Amazon ad esempio, come si può dedurre dai due grafici qui riportati, venerdì scorso capitalizzava 629 miliardi di dollari con un prezzo dell’azione giunto a 1300 dollari, ma secondo alcuni analisti potrebbe valere quasi l’8% in più (1400 dollari), perché il prezzo obiettivo precedente, di 1200 dollari, non solo è stato superato dai fatti, ma implicava un moltiplicatore dell’EBITDA (margine operativo lordo) di appena 15 volte, mentre quello corretto (atteso per il 2019) si situerebbe intorno a 18 volte.


Qual è la ratio? Ovviamente quella della velocità di crescita degli utili, che per Amazon tende a situarsi intorno al 33% e dunque al di sopra della media di mercato ma anche di quella degli altri cosiddetti FANG (Facebook 28%, Amazon 33%, Netflix30% Google 17%). Ma quanto varrebbe Amazon senza le aspettative di crescita al 33% composto annuo dei suoi profitti? Probabilmente neanche i due terzi di quel numero.


COSA SE NE PUÒ DEDURRE REGIONE PER REGIONE

Dalle osservazioni riportate derivano perciò molte considerazioni pratiche:

  • non è possibile generalizzare circa la sostenibilità degli attuali livelli delle borse perché molto dipende dalla qualità dei titoli che ne compongono gli indici;
  • anzi possiamo immaginare che la selettività degli investitori sulla qualità dei singoli titoli quotati possa soltanto accrescersi nel tempo, accentuando anche -probabilmente- le differenze tra listino e listino;
  • la volatilità dei corsi tuttavia non è pensabile che si mantenga così bassa in eterno, soprattutto pensando a quanta parte delle valutazioni dei migliori titoli tecnologici dipende dal realizzarsi delle attese (un piccolo scostamento tendenziale può determinare una forte differenza di valore);
  • la periodica rotazione dei portafogli degli investitori nel corso del 2017 non ha quasi dato luogo a “sell-out” diffusi, anzi: possiamo affermare che non c’è quasi stata, data la scarsa appetibilità delle asset class alternative, ma neanche qui possiamo scommettere che la situazione non cambi;

AMERICA

Difficile dedurne elementi di pessimismo per i listini Americani (Wall Street e NASDAQ), visto che la corsa delle maggiori società tecnologiche americane non accenna a fermarsi e che questo fatto attira capitali sui mercati finanziari più liquidi del mondo.

Dal momento tuttavia che una buona parte dei guadagni in conto capitale si materializzano quando la liquidità è abbondante, bisogna anche chiedersi come questa cambierà nel corso del prossimo anno prima di emettere un giudizio che derivi esclusivamente dalle considerazioni sopra esposte.

Se la Federal Reserve contrarrà (come ha promesso) la liquidità disponibile sul mercato per contrastare sul nascere i possibili focolai di inflazione, allora saranno soltanto la generazione di cassa fresca delle imprese e i flussi di capitali in entrata a poter sorreggere le borse, buona parte dell’effetto dei quali è già tuttavia risucchiato dal deficit commerciale strutturale americano.

VOCI DEI DATI:
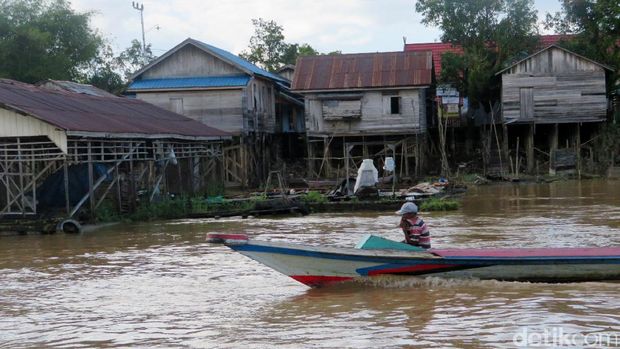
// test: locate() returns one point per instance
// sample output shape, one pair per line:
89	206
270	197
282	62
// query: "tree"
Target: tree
267	46
45	40
268	49
133	59
493	33
110	72
595	27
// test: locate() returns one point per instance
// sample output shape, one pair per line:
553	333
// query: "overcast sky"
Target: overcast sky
327	25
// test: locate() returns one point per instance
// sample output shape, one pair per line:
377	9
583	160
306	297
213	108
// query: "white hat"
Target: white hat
408	207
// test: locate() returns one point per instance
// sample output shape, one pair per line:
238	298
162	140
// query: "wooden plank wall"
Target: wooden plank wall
190	61
565	88
217	108
322	113
261	100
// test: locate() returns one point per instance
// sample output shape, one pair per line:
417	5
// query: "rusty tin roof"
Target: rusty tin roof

COMPITI DA SVOLGERE:
**1)** Cita dall'articolo sui mercati azionari il passaggio che comincia con "Dal momento tuttavia" e termina con "commerciale strutturale americano.".
**2)** Secondo l'articolo sui mercati azionari, per quale motivo alcuni analisti ritengono che l'azione Amazon potrebbe valere 1400 dollari?
**3)** Quale velocità di crescita degli utili attribuisce a Netflix l'articolo sui mercati azionari?

RISPOSTE SVOLTE:
**1)**
Dal momento tuttavia che una buona parte dei guadagni in conto capitale si materializzano quando la liquidità è abbondante, bisogna anche chiedersi come questa cambierà nel corso del prossimo anno prima di emettere un giudizio che derivi esclusivamente dalle considerazioni sopra esposte.

Se la Federal Reserve contrarrà (come ha promesso) la liquidità disponibile sul mercato per contrastare sul nascere i possibili focolai di inflazione, allora saranno soltanto la generazione di cassa fresca delle imprese e i flussi di capitali in entrata a poter sorreggere le borse, buona parte dell’effetto dei quali è già tuttavia risucchiato dal deficit commerciale strutturale americano.

**2)** Alcuni analisti ritengono che l'azione Amazon potrebbe valere 1400 dollari perché il precedente prezzo obiettivo di 1200 dollari è già stato superato dai fatti. Inoltre quel prezzo implicava un moltiplicatore dell'EBITDA di appena 15 volte. Il moltiplicatore corretto, atteso per il 2019, si situerebbe invece intorno a 18 volte.

**3)** Il 30%.